REQUIRED TASK:
Return exactly the span of lines that opens with the line containing "Identify the broad" and closes with the last line of the data, inclusive.
|---|
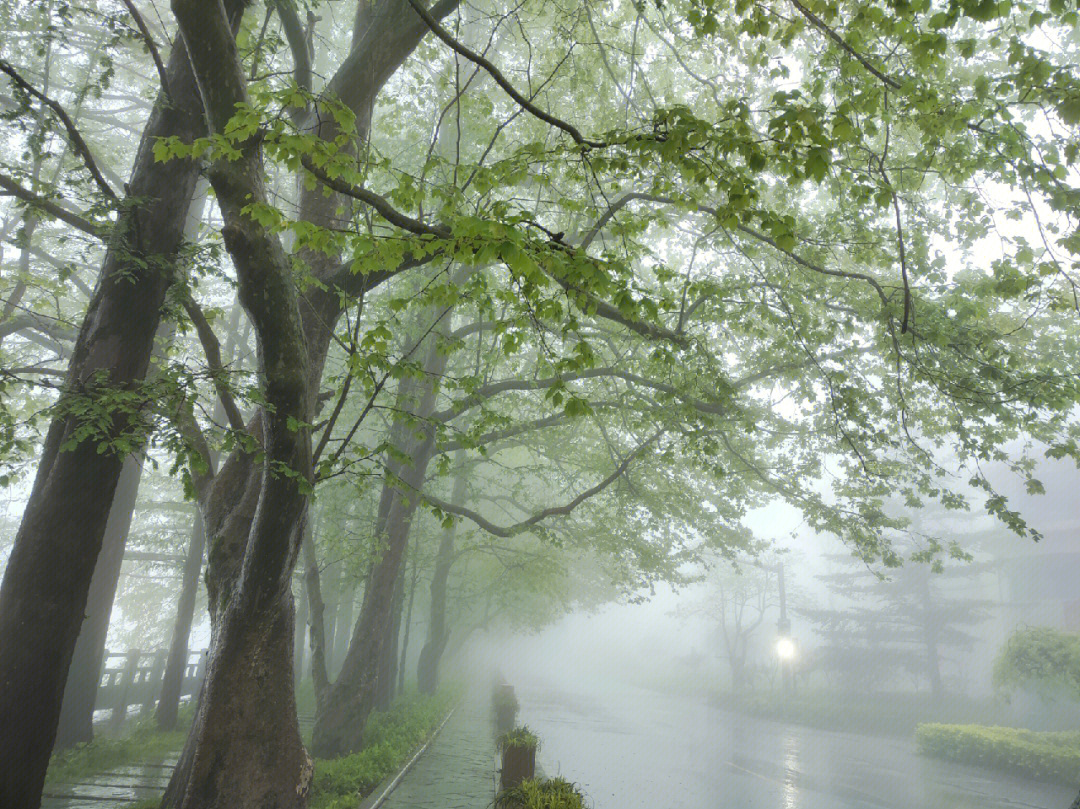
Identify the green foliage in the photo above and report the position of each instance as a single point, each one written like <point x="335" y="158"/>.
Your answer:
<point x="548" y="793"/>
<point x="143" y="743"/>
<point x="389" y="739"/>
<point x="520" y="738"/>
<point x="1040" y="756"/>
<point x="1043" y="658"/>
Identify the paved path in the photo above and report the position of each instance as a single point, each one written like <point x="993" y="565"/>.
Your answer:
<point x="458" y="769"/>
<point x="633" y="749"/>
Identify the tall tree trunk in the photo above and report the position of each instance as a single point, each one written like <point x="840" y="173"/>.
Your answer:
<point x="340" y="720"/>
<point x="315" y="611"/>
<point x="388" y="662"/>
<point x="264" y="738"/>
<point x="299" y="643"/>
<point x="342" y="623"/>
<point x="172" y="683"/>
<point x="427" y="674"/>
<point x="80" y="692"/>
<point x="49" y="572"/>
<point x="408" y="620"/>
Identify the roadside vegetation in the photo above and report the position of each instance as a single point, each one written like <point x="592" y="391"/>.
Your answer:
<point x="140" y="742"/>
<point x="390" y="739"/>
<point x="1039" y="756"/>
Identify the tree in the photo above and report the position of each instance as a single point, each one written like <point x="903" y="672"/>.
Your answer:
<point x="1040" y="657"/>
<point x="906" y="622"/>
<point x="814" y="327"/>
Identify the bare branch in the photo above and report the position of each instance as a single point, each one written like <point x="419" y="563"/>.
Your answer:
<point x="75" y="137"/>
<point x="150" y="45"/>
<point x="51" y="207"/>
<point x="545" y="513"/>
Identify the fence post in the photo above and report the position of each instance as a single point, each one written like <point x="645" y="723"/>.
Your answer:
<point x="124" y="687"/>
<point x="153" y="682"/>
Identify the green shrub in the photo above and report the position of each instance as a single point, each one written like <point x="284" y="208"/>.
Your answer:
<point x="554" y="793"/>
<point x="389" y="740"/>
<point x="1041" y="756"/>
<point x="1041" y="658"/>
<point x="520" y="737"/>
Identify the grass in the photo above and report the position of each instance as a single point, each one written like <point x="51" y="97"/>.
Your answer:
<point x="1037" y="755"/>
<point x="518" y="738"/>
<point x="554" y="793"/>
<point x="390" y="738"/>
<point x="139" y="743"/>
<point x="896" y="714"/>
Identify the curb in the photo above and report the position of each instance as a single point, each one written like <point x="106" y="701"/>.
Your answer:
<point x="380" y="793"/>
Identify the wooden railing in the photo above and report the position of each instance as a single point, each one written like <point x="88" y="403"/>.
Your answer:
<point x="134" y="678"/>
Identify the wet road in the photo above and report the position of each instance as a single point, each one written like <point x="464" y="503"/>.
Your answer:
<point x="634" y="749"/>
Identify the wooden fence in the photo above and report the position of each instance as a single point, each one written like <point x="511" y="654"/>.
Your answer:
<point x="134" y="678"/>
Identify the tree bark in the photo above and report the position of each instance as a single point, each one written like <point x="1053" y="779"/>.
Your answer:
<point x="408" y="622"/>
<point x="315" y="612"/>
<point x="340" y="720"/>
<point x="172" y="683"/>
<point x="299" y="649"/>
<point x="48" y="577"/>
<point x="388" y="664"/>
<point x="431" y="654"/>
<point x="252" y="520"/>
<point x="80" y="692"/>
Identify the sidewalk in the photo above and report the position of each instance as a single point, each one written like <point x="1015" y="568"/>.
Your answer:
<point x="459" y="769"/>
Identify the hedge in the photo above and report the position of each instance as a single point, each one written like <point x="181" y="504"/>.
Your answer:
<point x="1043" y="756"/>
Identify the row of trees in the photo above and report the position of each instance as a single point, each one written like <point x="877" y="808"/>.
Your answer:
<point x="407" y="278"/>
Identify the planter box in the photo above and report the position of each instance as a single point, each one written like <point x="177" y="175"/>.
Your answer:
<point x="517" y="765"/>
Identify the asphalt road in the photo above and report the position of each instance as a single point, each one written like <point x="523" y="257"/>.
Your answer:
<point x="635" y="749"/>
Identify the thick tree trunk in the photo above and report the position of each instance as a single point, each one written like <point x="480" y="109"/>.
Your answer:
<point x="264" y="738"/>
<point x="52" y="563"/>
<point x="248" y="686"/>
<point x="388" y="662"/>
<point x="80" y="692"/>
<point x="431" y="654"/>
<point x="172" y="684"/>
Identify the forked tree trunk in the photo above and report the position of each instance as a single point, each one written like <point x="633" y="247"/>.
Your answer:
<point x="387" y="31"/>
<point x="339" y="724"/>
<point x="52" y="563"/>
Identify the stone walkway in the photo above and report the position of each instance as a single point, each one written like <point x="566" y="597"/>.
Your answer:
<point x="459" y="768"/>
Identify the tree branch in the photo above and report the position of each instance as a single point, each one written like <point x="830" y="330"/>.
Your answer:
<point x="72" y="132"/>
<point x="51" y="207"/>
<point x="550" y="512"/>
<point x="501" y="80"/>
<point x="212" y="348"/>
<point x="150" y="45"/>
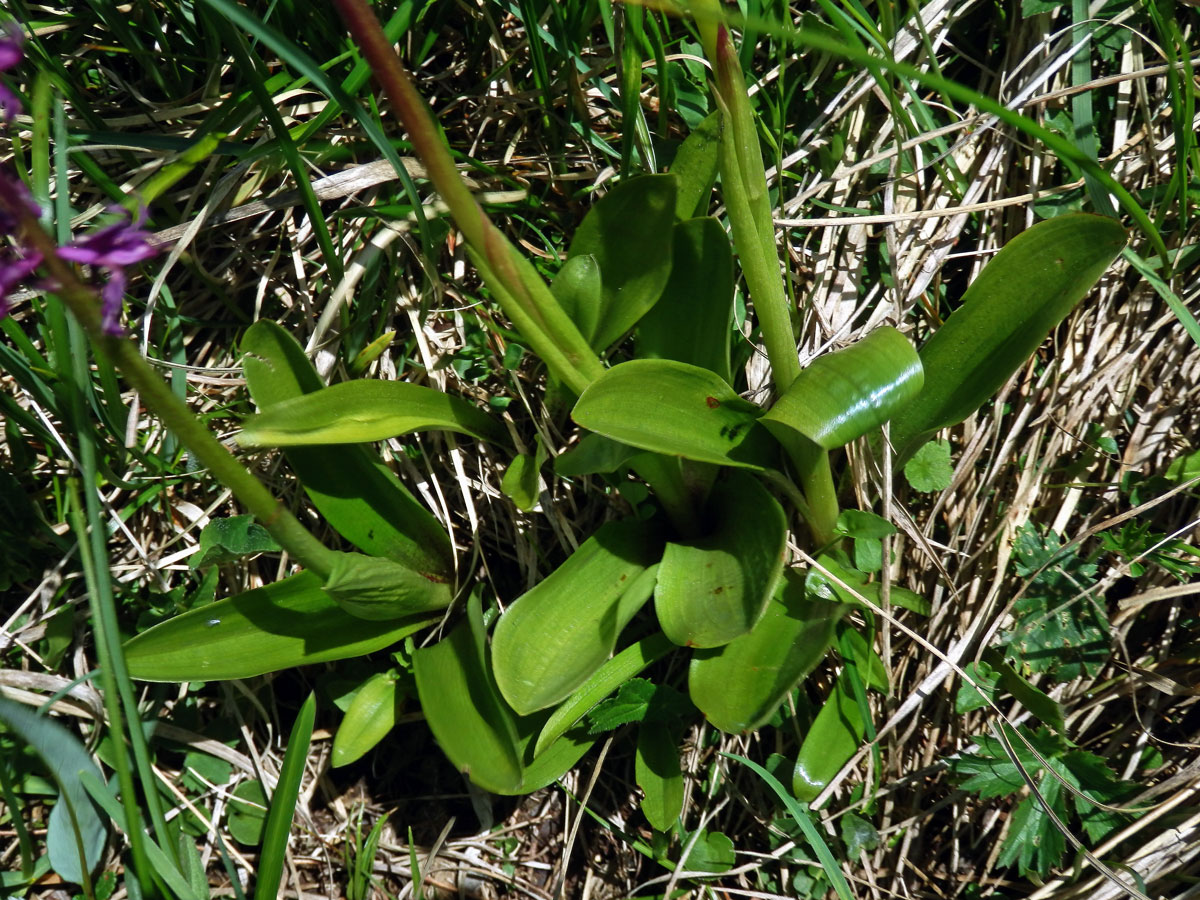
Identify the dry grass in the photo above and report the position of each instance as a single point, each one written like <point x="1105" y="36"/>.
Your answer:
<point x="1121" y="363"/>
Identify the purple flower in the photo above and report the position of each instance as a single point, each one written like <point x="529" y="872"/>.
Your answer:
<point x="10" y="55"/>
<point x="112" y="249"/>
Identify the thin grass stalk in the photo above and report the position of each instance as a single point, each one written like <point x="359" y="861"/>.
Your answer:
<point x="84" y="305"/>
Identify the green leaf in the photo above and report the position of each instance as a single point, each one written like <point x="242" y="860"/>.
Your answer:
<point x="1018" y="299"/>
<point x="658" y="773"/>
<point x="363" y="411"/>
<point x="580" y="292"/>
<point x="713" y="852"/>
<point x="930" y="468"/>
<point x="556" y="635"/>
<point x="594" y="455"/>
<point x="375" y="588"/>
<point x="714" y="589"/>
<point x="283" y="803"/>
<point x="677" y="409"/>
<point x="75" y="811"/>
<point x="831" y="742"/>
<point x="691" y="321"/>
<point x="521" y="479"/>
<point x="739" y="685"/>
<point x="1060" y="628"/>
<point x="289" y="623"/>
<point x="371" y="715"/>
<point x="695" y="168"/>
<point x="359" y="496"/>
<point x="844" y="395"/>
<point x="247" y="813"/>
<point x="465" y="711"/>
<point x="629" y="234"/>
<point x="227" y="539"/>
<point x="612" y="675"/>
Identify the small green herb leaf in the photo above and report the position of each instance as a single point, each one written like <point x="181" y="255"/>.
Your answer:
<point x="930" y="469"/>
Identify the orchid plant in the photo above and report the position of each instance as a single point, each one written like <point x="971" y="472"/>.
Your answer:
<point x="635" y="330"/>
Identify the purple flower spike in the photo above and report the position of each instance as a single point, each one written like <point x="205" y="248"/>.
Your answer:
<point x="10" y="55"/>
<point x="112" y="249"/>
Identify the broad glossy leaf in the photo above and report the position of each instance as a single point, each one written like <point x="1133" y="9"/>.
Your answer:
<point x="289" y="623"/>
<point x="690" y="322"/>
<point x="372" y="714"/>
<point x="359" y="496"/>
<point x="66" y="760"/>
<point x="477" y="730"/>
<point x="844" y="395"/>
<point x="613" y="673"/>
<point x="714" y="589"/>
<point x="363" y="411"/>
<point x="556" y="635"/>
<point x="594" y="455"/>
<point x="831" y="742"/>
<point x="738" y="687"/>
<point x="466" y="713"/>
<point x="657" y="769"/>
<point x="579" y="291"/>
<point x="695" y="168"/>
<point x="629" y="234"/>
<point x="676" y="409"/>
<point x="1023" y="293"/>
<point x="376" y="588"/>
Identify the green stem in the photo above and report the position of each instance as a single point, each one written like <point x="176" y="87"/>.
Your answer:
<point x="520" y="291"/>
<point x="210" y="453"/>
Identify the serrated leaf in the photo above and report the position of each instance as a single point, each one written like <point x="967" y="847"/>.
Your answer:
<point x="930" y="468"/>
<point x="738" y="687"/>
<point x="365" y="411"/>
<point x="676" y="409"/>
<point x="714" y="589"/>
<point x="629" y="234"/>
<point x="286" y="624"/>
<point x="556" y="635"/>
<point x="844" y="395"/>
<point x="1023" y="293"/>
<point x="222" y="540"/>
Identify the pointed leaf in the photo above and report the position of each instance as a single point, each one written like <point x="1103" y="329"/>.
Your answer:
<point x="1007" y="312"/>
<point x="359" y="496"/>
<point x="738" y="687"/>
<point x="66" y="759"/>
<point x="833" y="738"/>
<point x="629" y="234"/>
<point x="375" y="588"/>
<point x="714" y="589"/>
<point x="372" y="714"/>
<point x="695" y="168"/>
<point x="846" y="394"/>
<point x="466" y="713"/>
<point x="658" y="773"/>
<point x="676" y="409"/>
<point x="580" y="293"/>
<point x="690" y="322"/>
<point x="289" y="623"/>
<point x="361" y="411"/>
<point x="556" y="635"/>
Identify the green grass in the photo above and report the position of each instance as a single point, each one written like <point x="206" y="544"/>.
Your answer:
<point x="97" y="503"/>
|---|
SOLUTION TO THIS EXERCISE:
Identify the broad glossy leaf in the photo above and report the position of each instance as a single point, each one written like <point x="1133" y="9"/>.
Your answer:
<point x="289" y="623"/>
<point x="690" y="322"/>
<point x="372" y="714"/>
<point x="359" y="496"/>
<point x="66" y="760"/>
<point x="477" y="730"/>
<point x="844" y="395"/>
<point x="613" y="673"/>
<point x="714" y="589"/>
<point x="363" y="411"/>
<point x="556" y="635"/>
<point x="594" y="455"/>
<point x="831" y="742"/>
<point x="738" y="687"/>
<point x="466" y="713"/>
<point x="657" y="769"/>
<point x="579" y="291"/>
<point x="695" y="168"/>
<point x="629" y="234"/>
<point x="676" y="409"/>
<point x="1023" y="293"/>
<point x="376" y="588"/>
Identify the green stem in the photo above and report the position of each instance as a single point, each one written like <point x="176" y="87"/>.
Your answer:
<point x="520" y="291"/>
<point x="210" y="453"/>
Identify the serrated leaf in the photo above and report the position of each instance as a single point, each one written like <point x="967" y="847"/>.
Your answer:
<point x="930" y="468"/>
<point x="738" y="687"/>
<point x="365" y="411"/>
<point x="676" y="409"/>
<point x="714" y="589"/>
<point x="629" y="234"/>
<point x="286" y="624"/>
<point x="556" y="635"/>
<point x="844" y="395"/>
<point x="1023" y="293"/>
<point x="222" y="540"/>
Identify the pointed leaf in the photo above and report the position of each instance as a single point, each one written like <point x="1103" y="329"/>.
Your answer:
<point x="1007" y="312"/>
<point x="359" y="496"/>
<point x="738" y="687"/>
<point x="66" y="759"/>
<point x="833" y="738"/>
<point x="629" y="234"/>
<point x="375" y="588"/>
<point x="714" y="589"/>
<point x="372" y="714"/>
<point x="695" y="168"/>
<point x="846" y="394"/>
<point x="466" y="713"/>
<point x="658" y="773"/>
<point x="676" y="409"/>
<point x="580" y="293"/>
<point x="690" y="322"/>
<point x="289" y="623"/>
<point x="361" y="411"/>
<point x="556" y="635"/>
Identify the green grass in the photo above and report the position of each instance as a single point, each one written like <point x="206" y="544"/>.
Your answer:
<point x="97" y="503"/>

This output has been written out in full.